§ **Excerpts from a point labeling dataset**
------------------------------------
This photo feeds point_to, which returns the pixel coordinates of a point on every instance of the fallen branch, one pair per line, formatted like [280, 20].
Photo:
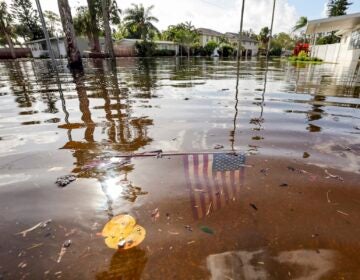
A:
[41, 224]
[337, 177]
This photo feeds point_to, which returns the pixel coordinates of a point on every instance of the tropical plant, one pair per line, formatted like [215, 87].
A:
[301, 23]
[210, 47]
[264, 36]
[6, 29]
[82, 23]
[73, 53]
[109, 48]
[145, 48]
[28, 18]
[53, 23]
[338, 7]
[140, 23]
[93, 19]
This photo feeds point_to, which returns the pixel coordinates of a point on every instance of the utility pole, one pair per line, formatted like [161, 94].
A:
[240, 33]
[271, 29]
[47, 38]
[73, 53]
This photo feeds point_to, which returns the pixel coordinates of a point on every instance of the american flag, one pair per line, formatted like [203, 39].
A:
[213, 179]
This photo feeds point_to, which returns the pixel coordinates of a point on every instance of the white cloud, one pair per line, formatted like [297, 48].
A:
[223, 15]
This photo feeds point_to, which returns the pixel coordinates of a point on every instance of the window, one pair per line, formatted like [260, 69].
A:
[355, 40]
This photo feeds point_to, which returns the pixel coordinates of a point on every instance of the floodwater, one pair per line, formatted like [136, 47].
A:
------------------------------------
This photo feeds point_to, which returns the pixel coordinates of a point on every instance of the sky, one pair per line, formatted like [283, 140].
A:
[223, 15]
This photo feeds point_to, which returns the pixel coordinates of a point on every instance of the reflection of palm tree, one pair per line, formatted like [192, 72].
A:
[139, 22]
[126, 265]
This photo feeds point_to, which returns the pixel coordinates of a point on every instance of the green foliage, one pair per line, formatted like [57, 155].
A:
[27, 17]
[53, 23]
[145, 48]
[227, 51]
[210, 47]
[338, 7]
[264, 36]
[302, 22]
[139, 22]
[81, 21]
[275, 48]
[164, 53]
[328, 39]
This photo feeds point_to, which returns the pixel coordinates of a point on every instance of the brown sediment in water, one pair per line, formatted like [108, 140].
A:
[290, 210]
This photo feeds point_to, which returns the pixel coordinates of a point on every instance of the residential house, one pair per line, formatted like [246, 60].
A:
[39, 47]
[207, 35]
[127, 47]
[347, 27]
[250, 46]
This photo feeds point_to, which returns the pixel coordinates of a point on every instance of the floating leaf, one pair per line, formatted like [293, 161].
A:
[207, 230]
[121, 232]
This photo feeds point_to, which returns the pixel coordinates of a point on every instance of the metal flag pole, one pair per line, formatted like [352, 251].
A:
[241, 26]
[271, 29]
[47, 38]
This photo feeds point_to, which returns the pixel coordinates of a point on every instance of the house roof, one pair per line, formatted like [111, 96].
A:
------------------------------------
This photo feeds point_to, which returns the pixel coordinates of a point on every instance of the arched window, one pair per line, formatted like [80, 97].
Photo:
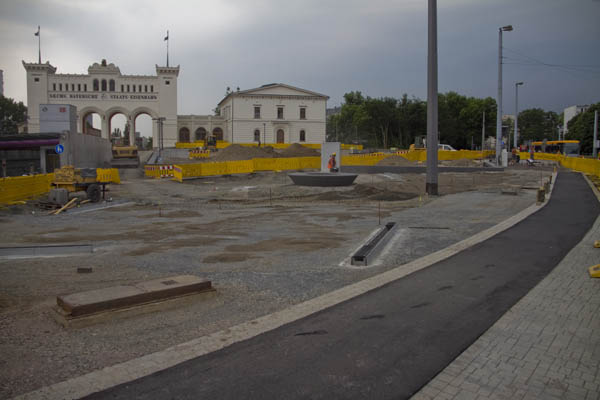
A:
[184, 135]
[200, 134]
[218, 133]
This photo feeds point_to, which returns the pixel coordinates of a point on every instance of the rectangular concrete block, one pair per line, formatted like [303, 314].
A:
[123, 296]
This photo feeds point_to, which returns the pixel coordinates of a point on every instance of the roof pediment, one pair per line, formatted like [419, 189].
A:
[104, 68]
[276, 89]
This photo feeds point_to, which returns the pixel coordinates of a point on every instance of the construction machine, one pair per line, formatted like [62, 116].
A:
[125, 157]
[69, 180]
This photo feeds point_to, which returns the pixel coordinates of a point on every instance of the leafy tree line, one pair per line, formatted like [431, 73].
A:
------------------------------------
Pick out every line above that contains the word "tree", and copy each one.

This photo feeds point_to, which returns the pixel coordinates of a point on every instance of the reflection of palm tree, one pair per line, formatted like [192, 72].
This photo feeds point_to, which returns the pixel coordinates of a point on every instance of the leafy tree line, one pair per line, formatted like [431, 73].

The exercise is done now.